Records for processing Block Start

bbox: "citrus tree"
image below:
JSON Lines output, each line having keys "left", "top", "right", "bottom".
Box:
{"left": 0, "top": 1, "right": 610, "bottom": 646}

Records for processing Block End

What the exercise asks:
When transcribing the data, keep every line exactly as it is.

Output for this exercise:
bbox: "citrus tree"
image below:
JSON Lines output, each line having keys "left", "top", "right", "bottom".
Box:
{"left": 0, "top": 1, "right": 610, "bottom": 646}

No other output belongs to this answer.